**Exercise requirements**:
Search the records for the string "signboard", then copy each line that has it.

**Region pointing data**:

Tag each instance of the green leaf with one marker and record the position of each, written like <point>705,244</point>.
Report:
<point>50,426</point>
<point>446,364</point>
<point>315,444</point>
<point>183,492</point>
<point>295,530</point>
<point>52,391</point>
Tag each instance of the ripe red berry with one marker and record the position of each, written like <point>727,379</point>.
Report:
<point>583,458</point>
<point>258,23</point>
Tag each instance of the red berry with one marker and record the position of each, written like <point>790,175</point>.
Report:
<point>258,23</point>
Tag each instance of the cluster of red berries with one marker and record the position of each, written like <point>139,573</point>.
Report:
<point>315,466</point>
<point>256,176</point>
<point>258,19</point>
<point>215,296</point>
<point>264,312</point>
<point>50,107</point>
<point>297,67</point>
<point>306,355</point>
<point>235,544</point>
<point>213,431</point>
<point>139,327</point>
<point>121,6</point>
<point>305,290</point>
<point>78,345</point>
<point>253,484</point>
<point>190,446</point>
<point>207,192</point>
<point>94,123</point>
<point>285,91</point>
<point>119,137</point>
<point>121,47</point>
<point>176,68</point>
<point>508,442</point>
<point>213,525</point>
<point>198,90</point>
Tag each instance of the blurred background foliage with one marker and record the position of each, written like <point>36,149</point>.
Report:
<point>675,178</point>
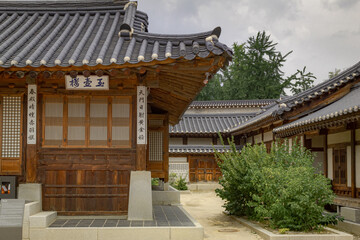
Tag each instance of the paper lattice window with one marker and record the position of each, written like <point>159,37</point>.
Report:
<point>155,146</point>
<point>11,127</point>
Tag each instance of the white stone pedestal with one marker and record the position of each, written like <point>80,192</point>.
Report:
<point>30,192</point>
<point>140,196</point>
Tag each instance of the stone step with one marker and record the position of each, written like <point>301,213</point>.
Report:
<point>350,214</point>
<point>42,219</point>
<point>31,209</point>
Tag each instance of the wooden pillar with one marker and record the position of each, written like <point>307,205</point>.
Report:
<point>185,140</point>
<point>324,132</point>
<point>140,157</point>
<point>353,161</point>
<point>166,148</point>
<point>141,123</point>
<point>31,115</point>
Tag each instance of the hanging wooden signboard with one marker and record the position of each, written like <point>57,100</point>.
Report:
<point>141,115</point>
<point>92,82</point>
<point>31,114</point>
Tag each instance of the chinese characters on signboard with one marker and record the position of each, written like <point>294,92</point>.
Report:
<point>92,82</point>
<point>141,115</point>
<point>31,114</point>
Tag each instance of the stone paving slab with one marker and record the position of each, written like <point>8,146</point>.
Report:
<point>164,216</point>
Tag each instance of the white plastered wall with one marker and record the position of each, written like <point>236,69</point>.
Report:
<point>319,161</point>
<point>177,159</point>
<point>357,134</point>
<point>199,141</point>
<point>317,141</point>
<point>175,141</point>
<point>290,143</point>
<point>341,137</point>
<point>330,166</point>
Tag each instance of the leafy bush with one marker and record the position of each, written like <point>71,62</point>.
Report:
<point>177,182</point>
<point>281,186</point>
<point>154,181</point>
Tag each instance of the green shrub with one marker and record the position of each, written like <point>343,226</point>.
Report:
<point>154,181</point>
<point>281,186</point>
<point>177,182</point>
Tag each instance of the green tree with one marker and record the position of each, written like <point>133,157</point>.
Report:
<point>255,73</point>
<point>213,90</point>
<point>334,73</point>
<point>301,81</point>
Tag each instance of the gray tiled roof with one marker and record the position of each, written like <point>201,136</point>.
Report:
<point>288,103</point>
<point>209,123</point>
<point>343,107</point>
<point>91,33</point>
<point>231,103</point>
<point>179,149</point>
<point>308,95</point>
<point>269,111</point>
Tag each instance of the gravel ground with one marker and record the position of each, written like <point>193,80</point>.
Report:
<point>206,208</point>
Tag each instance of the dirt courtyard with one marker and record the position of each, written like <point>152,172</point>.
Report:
<point>206,208</point>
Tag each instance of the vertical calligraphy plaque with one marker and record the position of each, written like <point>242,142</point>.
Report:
<point>141,115</point>
<point>31,114</point>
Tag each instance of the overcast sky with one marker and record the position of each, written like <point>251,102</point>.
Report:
<point>323,34</point>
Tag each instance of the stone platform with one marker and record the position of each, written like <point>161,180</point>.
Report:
<point>163,216</point>
<point>169,223</point>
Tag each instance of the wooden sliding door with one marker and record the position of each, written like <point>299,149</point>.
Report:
<point>86,154</point>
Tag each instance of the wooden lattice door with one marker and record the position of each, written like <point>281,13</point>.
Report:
<point>340,166</point>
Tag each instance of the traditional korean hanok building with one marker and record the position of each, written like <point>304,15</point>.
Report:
<point>325,119</point>
<point>194,138</point>
<point>87,95</point>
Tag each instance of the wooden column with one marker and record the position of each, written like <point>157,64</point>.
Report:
<point>31,115</point>
<point>141,123</point>
<point>140,157</point>
<point>353,161</point>
<point>166,148</point>
<point>324,133</point>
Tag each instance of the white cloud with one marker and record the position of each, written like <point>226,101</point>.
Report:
<point>322,34</point>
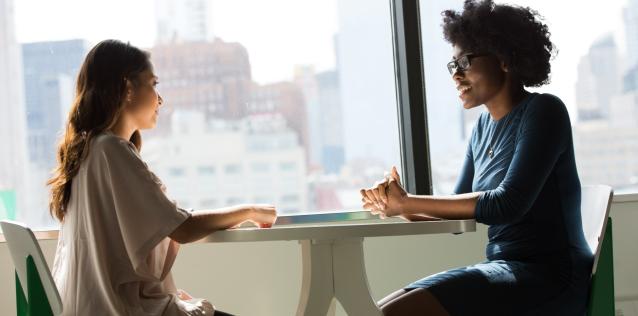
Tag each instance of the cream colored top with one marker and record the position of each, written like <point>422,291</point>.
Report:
<point>113,255</point>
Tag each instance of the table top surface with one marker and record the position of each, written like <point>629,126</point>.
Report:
<point>341,230</point>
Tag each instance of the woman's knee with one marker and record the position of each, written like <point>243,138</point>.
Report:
<point>415,302</point>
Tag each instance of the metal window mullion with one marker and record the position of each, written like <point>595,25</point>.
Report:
<point>410,87</point>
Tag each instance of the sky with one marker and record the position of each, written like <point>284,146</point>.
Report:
<point>283,32</point>
<point>280,34</point>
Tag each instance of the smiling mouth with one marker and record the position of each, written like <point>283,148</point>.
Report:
<point>463,89</point>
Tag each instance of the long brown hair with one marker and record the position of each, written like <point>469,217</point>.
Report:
<point>99,98</point>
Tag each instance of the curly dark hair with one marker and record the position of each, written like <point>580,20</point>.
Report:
<point>514,34</point>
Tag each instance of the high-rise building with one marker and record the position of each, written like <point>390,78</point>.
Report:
<point>213,78</point>
<point>256,159</point>
<point>630,14</point>
<point>50,71</point>
<point>322,98</point>
<point>598,79</point>
<point>13,139</point>
<point>285,99</point>
<point>330,121</point>
<point>184,21</point>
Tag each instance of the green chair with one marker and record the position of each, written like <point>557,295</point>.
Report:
<point>595,205</point>
<point>40,296</point>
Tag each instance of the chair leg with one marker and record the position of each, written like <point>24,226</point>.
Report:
<point>21,300</point>
<point>37,297</point>
<point>601,298</point>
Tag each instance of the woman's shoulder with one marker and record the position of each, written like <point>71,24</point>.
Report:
<point>545,106</point>
<point>109,143</point>
<point>546,102</point>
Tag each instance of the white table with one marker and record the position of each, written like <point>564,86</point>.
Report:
<point>332,257</point>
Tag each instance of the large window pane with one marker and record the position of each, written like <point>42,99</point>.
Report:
<point>595,73</point>
<point>286,102</point>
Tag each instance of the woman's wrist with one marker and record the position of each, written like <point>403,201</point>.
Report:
<point>404,204</point>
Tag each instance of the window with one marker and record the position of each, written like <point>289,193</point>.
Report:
<point>206,170</point>
<point>305,87</point>
<point>595,73</point>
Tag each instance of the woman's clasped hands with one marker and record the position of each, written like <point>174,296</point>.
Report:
<point>386,197</point>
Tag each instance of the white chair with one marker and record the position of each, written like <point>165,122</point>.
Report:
<point>40,296</point>
<point>595,206</point>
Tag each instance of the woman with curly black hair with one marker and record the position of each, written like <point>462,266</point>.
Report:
<point>519,177</point>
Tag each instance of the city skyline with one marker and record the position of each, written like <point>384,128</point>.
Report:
<point>334,109</point>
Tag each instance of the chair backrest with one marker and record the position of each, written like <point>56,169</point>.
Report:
<point>22,243</point>
<point>594,209</point>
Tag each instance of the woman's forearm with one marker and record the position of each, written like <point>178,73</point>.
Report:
<point>460,206</point>
<point>204,222</point>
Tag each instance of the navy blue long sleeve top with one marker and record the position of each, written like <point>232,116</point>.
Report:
<point>530,188</point>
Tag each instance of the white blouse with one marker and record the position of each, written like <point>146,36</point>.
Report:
<point>113,255</point>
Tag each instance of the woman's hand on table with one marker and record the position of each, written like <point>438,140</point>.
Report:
<point>386,197</point>
<point>263,215</point>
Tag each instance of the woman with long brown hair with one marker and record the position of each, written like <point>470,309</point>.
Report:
<point>119,232</point>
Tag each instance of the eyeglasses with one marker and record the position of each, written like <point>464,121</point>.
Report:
<point>462,63</point>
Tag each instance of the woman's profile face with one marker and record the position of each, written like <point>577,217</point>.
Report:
<point>483,78</point>
<point>145,101</point>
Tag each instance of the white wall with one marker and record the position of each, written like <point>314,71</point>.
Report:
<point>264,278</point>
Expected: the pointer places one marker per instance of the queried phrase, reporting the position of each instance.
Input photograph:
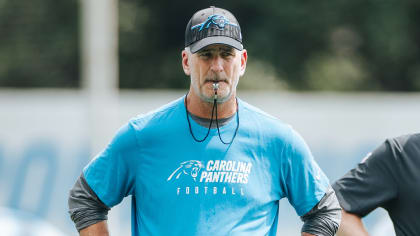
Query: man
(389, 178)
(207, 163)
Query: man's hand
(351, 225)
(98, 229)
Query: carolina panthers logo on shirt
(191, 168)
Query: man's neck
(200, 108)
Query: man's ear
(185, 62)
(244, 58)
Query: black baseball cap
(213, 26)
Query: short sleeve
(305, 183)
(111, 174)
(371, 184)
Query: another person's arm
(351, 225)
(308, 190)
(370, 185)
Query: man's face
(214, 64)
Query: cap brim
(195, 47)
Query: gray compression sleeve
(324, 219)
(85, 207)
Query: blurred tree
(320, 45)
(39, 43)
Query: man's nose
(217, 64)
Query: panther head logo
(191, 168)
(219, 21)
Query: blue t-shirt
(183, 187)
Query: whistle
(215, 88)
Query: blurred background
(345, 74)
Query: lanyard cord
(211, 122)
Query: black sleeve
(324, 219)
(372, 183)
(85, 207)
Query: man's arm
(86, 209)
(324, 218)
(98, 229)
(351, 225)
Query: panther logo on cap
(219, 21)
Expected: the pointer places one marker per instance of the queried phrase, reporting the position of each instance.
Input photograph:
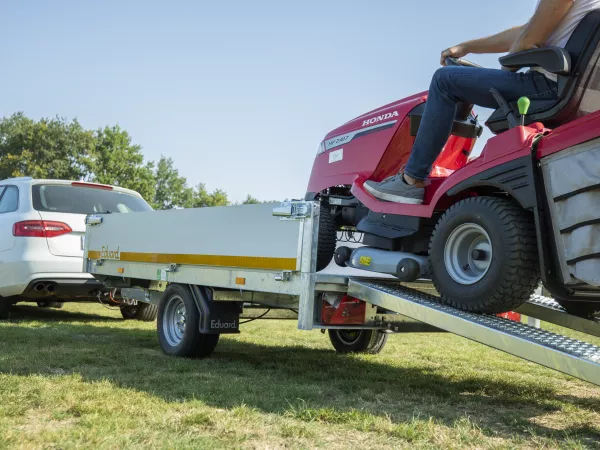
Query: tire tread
(521, 274)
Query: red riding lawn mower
(528, 208)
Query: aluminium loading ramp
(571, 356)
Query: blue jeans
(452, 85)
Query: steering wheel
(450, 61)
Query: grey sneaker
(395, 189)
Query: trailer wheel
(142, 311)
(327, 239)
(483, 255)
(358, 341)
(178, 325)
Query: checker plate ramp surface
(548, 310)
(573, 357)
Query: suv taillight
(40, 228)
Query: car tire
(358, 341)
(184, 340)
(144, 312)
(483, 255)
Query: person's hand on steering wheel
(458, 51)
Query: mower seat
(577, 67)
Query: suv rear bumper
(47, 288)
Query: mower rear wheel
(327, 240)
(483, 255)
(358, 341)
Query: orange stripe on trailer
(250, 262)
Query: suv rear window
(63, 198)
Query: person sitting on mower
(551, 25)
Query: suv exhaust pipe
(40, 287)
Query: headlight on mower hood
(321, 148)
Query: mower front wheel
(483, 255)
(587, 310)
(327, 239)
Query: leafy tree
(118, 162)
(57, 148)
(250, 200)
(50, 148)
(202, 198)
(171, 188)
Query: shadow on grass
(282, 380)
(26, 312)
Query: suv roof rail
(16, 179)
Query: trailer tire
(144, 312)
(483, 255)
(182, 339)
(327, 240)
(358, 341)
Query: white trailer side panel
(246, 236)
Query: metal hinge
(93, 220)
(293, 210)
(286, 275)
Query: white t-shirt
(565, 28)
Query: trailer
(202, 267)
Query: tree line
(60, 149)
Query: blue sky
(238, 93)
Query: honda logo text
(373, 120)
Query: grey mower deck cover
(573, 189)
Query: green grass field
(82, 377)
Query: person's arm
(497, 43)
(546, 19)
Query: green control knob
(523, 103)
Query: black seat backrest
(579, 92)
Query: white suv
(42, 228)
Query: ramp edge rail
(570, 356)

**Task answer**:
Tag each instance of the hanging wooden signboard with one marker and record the position of each, written like <point>57,100</point>.
Tag each instance of the chinese characters on signboard with one marker and record the position of each, written like <point>294,92</point>.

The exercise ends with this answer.